**Problems to solve:**
[a] Translate the following sentence from the forum thread on the Nori tokenizer and decimal points into Spanish: "JapaneseTokenizer keeps whitespace when using the discardPunctuation option."
[b] From the forum thread on the Nori tokenizer and decimal points, extract the passage starting at "This is the" and ending at "preserve decimal point.".
[c] Continue the forum thread on the Nori tokenizer and decimal points from the point where its final post stops.

------ Document segment ------

Nori(Korean) tokenizer removes the decimal point. [LUCENE-8784]

mikemccand commented 5 years ago

This is the same issue that I mentioned to https://github.com/elastic/elasticsearch/issues/41401#event-2293189367

unlike standard analyzer, nori analyzer removes the decimal point.

nori tokenizer removes "." character by default. In this case, it is difficult to index the keywords including the decimal point.

It would be nice if there had the option whether add a decimal point or not.

Like Japanese tokenizer does, Nori need an option to preserve decimal point.

Legacy Jira details

LUCENE-8784 by Munkyu Im on Apr 30 2019, resolved May 27 2019 Attachments: LUCENE-8784.patch (versions: 4) Linked issues:

LUCENE-8812

mikemccand commented 5 years ago

Hi. @jimczi and @Munkyu. I uploaded a patch for this issue.

I only worked about Tokenizer and TokenizerFactory, and did not work about Analyzer. In the case of Japanese, it could not be customized. (discardPunctuation is always true) If necessary, we can easily add it to Analyzer.

However, I have a question now. The current patch was developed in such a way that it continues to pass parameters. (in isPunctuation method) If we don't use the static method, we don't have to pass the parameters every time.

What do you think about disabling static in the isPunctuation method?

[Legacy Jira: Namgyu Kim (@danmuzi) on May 21 2019]

mikemccand commented 5 years ago

Hi @danmuzi, I don't think we should have one option for every punctuation type and the current check in the patch based on Character.OTHER_PUNCTUATION would match more than just the full stop character. If we want to preserve punctuations we can add the same option than for Kuromoji (discardPunctuation) and output a token for each punctuation group. So for an input like "10.1?" we would output 4 tokens: "10", ".", "1", "?". Then if you need to "regroup" tokens based on additional rules you can add another filter to do this like the JapaneseNumberFilter does. The other option would be to detect numbers with decimal points accurately like the standard tokenizer does but we don't want to reinvent the wheel either. If we want the same grouping for unknown words in this tokenizer we should probably implement it on top of the standard or ICU tokenizer directly. .

[Legacy Jira: Jim Ferenczi (@jimczi) on May 22 2019]

mikemccand commented 5 years ago

Thank you for your reply, @jimczi :D

I tried to process only "." character in Tokenizer. Because Korean is a language that can have a whitespace in sentence, but Japanese is not. (Character.OTHER_PUNCTUATION would match more than just the full stop character. => Right. That's a problem. I have to change that part...)

JapaneseTokenizer keeps whitespace when using the discardPunctuation option.

example - "十万二千五百二千五" (means "102005 100 2005") If we run the JapaneseTokenizer with discardPunctuation=false and JapaneseNumberFilter, we get:{"102005", " ", "100", " ", "2005"}

Of course we can do it with StopFilter or internal processing in other Filter, but is it okay..?

Developing a NumberFilter looks much more flexible and structurally beautiful rather than internal processing in Tokenizer. But I have developed like this because of the above problems, how can we handle those spaces?

------ Recorded information ------

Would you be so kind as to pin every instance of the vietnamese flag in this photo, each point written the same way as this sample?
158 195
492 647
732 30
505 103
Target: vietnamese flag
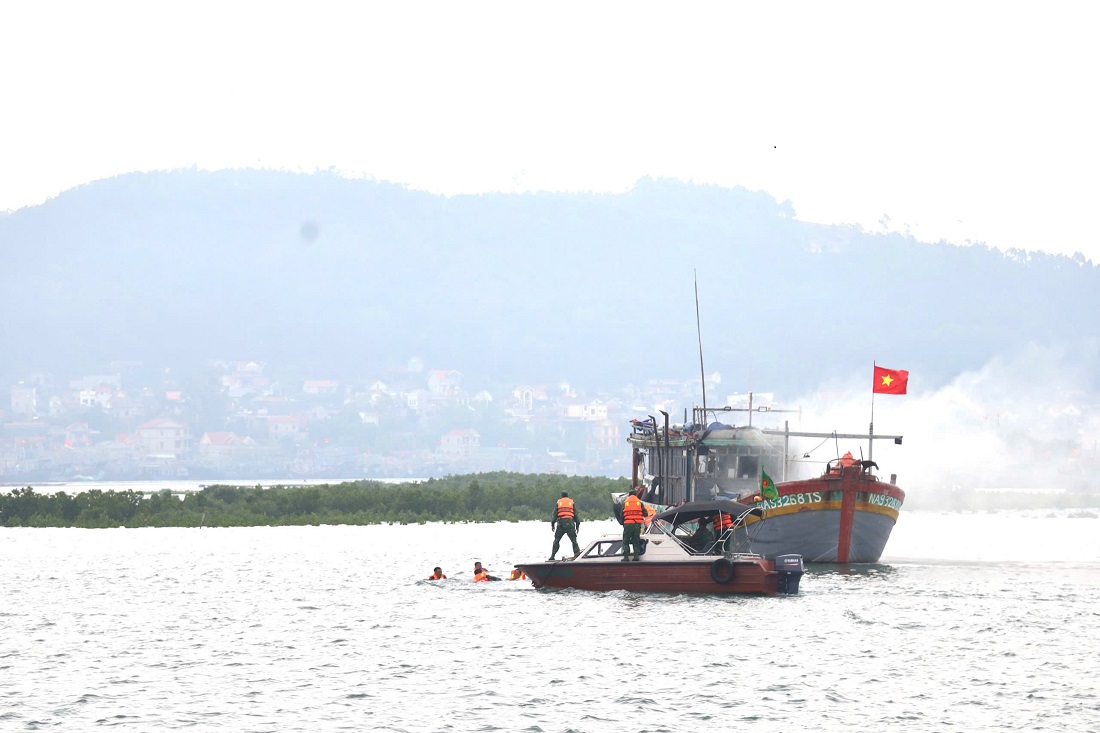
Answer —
890 381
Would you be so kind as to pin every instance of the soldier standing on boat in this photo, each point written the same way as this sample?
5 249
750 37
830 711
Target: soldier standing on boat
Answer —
634 515
564 522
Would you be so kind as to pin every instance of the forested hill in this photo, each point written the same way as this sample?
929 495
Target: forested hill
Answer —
345 277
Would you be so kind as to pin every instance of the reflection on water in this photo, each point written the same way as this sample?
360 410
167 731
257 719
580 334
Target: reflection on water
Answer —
316 628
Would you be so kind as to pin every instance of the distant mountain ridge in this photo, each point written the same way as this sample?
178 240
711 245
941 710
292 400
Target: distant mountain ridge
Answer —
347 277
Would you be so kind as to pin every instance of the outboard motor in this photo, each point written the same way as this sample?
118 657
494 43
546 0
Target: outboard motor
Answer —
790 572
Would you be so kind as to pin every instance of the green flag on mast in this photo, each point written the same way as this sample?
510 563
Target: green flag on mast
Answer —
767 487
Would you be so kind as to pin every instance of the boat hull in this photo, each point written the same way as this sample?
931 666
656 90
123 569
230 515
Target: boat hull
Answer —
749 576
845 517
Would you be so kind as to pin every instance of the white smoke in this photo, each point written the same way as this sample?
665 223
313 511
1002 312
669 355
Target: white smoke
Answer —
1016 423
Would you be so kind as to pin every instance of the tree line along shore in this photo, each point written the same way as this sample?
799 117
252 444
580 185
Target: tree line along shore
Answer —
472 498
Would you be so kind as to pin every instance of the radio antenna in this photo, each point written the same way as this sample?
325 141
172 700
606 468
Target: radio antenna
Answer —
699 330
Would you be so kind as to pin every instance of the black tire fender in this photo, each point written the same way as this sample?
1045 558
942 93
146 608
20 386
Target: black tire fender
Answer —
722 570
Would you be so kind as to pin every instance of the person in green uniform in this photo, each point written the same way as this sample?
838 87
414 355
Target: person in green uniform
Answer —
564 522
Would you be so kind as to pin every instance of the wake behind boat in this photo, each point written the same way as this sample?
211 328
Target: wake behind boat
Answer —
680 556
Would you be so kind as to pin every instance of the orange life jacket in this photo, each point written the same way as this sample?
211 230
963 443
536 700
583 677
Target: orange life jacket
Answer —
631 511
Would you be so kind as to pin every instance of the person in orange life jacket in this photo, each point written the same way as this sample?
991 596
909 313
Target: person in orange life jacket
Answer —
481 575
564 522
634 515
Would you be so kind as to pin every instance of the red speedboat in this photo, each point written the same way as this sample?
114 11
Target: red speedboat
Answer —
681 555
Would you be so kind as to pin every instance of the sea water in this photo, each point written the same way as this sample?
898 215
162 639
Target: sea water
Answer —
971 622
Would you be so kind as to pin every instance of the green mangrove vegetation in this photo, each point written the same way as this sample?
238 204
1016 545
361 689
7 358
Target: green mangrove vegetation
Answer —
473 498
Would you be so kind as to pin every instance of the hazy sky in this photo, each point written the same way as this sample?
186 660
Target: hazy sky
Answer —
966 121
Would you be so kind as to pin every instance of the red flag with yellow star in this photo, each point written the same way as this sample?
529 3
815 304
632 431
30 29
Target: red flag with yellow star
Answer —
890 381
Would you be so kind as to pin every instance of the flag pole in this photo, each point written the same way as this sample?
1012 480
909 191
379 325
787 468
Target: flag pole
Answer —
870 430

------

**Results in order:**
[a] JapaneseTokenizer conserva los espacios en blanco cuando se usa la opción discardPunctuation.

[b]
This is the same issue that I mentioned to https://github.com/elastic/elasticsearch/issues/41401#event-2293189367

unlike standard analyzer, nori analyzer removes the decimal point.

nori tokenizer removes "." character by default. In this case, it is difficult to index the keywords including the decimal point.

It would be nice if there had the option whether add a decimal point or not.

Like Japanese tokenizer does, Nori need an option to preserve decimal point.

[c]
I think there are several ways to handle this problem: 1) Remove whitespace from Punctuation list in Tokenizer. 2) Use a TokenFilter to remove whitespace. 3) Remove whitespace from KoreanNumberFilter. (looks structurally strange...) 4) Just leave whitespace

[Legacy Jira: Namgyu Kim (@danmuzi) on May 22 2019]

mikemccand commented 5 years ago

JapaneseTokenizer keeps whitespace when using the discardPunctuation option.

I think we should do the same here, whitespaces are part of the punctuation so we should not remove them. It's a bit tricky because we remove them early on in the Korean Tokenizer. However we keep the offset of the starting whitespace in each token that we generate so it is possible to regenerate these whitespaces when we create the final tokens.

I attached a patch that does this if discardPunctuation is set to false.

Of course we can do it with StopFilter or internal processing in other Filter, but is it okay..?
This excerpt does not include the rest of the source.